-- Saved entries --
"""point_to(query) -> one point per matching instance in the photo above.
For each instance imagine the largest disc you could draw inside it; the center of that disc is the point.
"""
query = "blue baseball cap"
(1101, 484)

-- Problem statement --
Every record must be transcribed precisely, down to the last character.

-- Exercise output --
"""point_to(query) -> one point per matching instance in the photo above.
For each instance imagine the largest disc you could draw inside it; the center of that disc is the point.
"""
query = "blue baseball cap"
(1101, 484)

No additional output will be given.